Prompt |
All lines from the opening of the entries below through the line containing "Target: gray rock" must be output exactly as they appear, with no other lines.

Recorded information |
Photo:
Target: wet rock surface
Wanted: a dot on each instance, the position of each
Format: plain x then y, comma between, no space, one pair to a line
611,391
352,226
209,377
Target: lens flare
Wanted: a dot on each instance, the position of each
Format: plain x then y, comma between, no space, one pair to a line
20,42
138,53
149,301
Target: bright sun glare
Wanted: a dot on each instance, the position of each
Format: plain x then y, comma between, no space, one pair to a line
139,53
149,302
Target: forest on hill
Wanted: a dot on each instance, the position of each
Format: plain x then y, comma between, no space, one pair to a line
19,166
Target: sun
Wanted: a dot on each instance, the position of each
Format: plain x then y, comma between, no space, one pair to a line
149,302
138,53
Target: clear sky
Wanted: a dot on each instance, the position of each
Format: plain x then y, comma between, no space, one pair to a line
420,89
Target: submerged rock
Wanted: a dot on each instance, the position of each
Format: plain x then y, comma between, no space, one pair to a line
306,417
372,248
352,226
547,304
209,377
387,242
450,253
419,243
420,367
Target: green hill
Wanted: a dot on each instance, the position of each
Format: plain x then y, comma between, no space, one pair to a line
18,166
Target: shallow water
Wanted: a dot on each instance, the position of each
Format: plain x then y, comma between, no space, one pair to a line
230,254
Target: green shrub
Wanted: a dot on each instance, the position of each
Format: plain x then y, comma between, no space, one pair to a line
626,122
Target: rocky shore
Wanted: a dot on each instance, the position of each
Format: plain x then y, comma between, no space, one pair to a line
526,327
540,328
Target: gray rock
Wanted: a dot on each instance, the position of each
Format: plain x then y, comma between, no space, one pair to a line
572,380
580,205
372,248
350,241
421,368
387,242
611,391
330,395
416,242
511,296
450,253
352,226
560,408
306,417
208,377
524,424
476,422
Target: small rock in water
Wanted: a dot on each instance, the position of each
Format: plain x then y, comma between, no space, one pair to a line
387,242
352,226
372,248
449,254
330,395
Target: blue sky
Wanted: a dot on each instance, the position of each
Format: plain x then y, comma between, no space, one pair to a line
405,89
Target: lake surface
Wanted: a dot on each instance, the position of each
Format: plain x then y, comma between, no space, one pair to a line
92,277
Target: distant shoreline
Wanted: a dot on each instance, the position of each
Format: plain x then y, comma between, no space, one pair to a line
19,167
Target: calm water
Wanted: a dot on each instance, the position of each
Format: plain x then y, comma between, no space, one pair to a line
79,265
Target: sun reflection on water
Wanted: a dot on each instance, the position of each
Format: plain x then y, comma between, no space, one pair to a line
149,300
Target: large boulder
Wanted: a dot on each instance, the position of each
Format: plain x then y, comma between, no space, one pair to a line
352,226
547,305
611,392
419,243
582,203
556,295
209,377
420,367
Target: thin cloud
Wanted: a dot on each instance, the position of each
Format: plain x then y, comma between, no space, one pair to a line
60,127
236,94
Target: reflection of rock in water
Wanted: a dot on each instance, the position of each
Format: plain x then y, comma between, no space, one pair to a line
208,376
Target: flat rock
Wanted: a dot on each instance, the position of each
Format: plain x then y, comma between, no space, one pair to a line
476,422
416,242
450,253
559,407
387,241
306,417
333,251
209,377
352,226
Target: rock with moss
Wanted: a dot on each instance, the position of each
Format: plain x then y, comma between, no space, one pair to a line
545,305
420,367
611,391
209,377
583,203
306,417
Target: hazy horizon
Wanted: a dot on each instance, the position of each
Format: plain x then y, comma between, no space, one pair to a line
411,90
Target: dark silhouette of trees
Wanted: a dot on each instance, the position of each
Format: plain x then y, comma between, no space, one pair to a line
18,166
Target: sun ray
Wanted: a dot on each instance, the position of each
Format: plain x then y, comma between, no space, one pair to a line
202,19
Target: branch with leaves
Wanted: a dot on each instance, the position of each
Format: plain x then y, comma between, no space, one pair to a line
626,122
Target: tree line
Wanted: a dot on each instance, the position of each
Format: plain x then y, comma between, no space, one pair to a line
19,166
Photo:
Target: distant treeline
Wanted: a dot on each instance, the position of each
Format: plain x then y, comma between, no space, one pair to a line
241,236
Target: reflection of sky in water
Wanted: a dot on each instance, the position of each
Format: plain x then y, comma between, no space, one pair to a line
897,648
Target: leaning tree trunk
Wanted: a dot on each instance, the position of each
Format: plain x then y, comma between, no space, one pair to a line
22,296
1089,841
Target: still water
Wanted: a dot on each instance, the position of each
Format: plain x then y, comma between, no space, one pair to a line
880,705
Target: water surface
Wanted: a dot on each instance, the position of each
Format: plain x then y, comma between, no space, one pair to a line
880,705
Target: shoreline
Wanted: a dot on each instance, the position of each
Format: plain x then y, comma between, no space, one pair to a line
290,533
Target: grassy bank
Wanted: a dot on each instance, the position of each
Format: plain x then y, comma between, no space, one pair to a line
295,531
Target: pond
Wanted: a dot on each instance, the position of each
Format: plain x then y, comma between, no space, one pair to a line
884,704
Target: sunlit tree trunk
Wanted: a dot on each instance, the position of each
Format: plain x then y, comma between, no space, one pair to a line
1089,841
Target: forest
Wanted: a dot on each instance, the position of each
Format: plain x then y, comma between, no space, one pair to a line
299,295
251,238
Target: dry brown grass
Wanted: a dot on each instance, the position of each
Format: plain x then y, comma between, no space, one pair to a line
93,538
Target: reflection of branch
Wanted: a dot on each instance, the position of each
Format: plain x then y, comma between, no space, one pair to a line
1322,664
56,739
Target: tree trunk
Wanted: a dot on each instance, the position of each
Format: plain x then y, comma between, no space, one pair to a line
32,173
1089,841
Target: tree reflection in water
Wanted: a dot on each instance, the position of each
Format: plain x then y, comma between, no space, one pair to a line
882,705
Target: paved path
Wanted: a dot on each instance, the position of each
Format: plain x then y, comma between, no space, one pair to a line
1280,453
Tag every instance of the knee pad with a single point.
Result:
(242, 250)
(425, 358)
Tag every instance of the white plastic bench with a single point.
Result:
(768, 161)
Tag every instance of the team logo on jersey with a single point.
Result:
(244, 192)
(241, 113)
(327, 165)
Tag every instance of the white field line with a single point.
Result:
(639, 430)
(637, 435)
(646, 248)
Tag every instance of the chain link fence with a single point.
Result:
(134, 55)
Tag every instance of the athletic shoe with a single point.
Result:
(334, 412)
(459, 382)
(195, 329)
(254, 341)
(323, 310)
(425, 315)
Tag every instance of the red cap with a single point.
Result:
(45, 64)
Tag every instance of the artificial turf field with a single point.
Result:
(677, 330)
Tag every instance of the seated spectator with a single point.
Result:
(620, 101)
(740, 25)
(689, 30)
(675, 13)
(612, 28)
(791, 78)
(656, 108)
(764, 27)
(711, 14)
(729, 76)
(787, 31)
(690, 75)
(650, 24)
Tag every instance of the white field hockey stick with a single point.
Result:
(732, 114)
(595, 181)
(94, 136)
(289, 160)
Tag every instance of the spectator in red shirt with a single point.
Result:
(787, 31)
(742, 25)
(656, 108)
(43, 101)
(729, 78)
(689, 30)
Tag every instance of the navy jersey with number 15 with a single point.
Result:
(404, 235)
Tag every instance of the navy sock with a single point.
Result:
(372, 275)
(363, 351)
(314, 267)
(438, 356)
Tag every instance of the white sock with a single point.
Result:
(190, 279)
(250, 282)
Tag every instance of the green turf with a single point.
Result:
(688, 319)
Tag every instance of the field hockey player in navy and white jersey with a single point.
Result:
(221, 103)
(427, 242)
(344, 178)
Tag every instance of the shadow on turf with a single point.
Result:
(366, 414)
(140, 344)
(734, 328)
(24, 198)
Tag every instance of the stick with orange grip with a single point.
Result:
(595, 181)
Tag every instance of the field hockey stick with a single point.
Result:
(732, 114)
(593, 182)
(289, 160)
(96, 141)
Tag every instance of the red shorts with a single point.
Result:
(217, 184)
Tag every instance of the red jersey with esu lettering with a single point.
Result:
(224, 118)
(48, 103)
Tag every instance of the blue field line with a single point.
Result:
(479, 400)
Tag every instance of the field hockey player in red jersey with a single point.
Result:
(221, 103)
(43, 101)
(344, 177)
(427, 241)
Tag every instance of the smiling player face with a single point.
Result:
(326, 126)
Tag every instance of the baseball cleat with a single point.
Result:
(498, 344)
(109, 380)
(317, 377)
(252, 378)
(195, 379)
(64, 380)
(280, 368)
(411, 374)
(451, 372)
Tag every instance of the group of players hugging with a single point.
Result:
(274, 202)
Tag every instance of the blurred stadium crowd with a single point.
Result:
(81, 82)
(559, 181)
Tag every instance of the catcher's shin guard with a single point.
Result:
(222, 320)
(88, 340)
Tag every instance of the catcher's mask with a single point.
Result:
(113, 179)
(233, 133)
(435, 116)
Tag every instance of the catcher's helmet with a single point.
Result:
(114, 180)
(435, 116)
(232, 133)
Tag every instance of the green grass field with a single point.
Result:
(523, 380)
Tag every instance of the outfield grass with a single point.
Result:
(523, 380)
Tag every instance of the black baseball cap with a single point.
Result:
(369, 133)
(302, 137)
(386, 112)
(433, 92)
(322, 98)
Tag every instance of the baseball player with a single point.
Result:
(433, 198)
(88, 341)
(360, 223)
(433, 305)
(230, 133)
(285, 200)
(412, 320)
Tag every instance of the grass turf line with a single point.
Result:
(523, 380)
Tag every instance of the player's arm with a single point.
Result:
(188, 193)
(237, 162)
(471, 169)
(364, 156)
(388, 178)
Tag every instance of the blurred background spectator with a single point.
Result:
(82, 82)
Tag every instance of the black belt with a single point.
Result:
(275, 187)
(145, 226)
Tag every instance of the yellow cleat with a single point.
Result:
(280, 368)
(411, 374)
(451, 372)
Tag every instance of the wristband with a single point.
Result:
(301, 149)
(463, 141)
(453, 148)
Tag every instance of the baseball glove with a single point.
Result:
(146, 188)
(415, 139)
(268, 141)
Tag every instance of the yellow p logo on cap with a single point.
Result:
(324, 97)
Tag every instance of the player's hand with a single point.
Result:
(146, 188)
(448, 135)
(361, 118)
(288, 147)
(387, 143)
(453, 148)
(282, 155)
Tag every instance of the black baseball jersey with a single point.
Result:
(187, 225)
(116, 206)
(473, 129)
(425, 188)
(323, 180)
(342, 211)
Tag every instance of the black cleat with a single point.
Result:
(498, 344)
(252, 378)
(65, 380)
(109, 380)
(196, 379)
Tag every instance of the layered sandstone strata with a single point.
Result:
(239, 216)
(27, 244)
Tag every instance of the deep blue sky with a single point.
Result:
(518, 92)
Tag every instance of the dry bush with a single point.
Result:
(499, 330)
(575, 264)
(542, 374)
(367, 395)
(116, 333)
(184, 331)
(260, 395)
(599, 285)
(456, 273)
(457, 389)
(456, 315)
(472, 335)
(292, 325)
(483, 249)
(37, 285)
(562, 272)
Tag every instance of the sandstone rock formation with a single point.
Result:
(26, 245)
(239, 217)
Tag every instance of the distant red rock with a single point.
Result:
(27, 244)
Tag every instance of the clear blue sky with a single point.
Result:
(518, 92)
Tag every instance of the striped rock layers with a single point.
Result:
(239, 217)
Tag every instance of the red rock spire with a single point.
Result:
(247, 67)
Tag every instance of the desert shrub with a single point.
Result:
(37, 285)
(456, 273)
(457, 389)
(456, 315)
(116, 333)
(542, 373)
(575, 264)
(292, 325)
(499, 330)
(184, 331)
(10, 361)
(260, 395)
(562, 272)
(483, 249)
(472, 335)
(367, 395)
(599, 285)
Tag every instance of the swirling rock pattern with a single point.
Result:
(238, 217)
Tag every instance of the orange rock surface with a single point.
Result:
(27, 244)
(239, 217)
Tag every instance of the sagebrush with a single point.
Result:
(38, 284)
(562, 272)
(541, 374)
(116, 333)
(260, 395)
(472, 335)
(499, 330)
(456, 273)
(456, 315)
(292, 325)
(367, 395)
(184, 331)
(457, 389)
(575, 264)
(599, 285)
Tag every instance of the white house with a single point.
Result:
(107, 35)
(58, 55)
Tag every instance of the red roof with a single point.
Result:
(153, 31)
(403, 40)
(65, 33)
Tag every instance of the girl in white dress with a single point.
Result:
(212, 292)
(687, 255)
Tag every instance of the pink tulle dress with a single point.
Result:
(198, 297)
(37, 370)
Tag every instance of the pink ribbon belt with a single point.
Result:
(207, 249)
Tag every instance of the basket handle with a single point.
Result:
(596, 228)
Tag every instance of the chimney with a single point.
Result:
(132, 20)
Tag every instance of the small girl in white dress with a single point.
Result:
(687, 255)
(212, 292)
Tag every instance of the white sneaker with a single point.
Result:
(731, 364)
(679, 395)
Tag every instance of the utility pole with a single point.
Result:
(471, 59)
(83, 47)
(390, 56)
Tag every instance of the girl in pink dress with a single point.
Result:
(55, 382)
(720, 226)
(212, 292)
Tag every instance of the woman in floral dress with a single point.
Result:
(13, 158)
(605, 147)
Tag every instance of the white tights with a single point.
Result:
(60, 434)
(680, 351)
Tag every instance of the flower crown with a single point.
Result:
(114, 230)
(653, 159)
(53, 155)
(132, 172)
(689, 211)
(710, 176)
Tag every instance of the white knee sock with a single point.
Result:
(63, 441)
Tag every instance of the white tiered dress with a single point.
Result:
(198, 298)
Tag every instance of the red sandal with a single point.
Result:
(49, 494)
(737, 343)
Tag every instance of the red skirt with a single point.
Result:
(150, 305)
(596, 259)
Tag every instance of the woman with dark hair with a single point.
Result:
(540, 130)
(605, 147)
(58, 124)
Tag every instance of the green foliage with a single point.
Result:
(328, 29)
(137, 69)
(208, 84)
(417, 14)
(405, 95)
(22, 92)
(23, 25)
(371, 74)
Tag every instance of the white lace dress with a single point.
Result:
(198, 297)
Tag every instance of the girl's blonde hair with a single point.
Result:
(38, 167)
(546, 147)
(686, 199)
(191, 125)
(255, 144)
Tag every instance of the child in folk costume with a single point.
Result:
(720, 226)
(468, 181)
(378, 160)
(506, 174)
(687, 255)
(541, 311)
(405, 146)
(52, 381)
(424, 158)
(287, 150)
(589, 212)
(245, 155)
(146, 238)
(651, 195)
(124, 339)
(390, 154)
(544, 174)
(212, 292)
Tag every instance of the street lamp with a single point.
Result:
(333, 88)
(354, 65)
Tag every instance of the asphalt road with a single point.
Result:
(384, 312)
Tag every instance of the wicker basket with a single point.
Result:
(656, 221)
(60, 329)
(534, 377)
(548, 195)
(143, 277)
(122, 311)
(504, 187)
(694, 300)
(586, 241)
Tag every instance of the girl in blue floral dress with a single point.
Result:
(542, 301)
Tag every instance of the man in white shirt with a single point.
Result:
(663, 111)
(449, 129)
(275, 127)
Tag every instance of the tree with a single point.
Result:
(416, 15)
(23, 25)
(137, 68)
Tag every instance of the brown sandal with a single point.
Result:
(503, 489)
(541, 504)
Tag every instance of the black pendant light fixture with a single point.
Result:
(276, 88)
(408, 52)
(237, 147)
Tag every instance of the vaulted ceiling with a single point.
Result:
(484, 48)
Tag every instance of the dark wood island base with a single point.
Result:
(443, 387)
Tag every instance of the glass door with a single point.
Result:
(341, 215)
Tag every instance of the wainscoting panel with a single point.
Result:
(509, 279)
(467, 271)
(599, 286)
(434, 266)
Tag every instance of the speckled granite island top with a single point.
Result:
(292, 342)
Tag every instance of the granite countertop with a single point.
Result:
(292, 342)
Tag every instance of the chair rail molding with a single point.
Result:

Expected answer |
Photo:
Target: wet rock surface
Wanted: a dot on each instance, the position of each
Format: plain x then y, comma between, no space, one pair to a line
611,391
352,226
209,377
Target: lens flare
Wanted: a dot on each instance, the position of each
Format: plain x then y, comma between, no space, one pair to a line
20,42
138,53
149,301
Target: bright sun glare
Wanted: a dot on each instance, the position of each
Format: plain x then y, comma between, no space, one pair to a line
139,53
149,302
Target: forest on hill
Wanted: a dot on each instance, the position of each
Format: plain x then y, comma between, no space, one pair to a line
19,166
Target: sun
Wanted: a dot on each instance, the position of each
Format: plain x then y, comma between, no space, one pair to a line
149,302
138,53
Target: clear sky
Wanted: a dot on each instance, the position of each
Format: plain x then y, comma between, no space, one pair to a line
420,89
Target: submerged rock
Wanted: a dot on each instance, the position of each
Format: plain x then y, comma between, no space, one pair to a line
306,417
372,248
352,226
547,304
209,377
387,242
450,253
419,243
420,367
Target: green hill
Wanted: a dot on each instance, the position of each
Format: plain x then y, comma between, no space, one pair to a line
18,166
Target: shallow water
Wanted: a dot on each instance, the position of each
Format: plain x then y, comma between, no space, one pair to a line
230,254
Target: green shrub
Wanted: a dot on each instance, the position of each
Format: plain x then y, comma between, no space, one pair to a line
626,122
Target: rocky shore
Wanted: a dot on each instance, the position of each
Format: plain x then y, comma between, no space, one pair to a line
526,327
540,328
Target: gray rock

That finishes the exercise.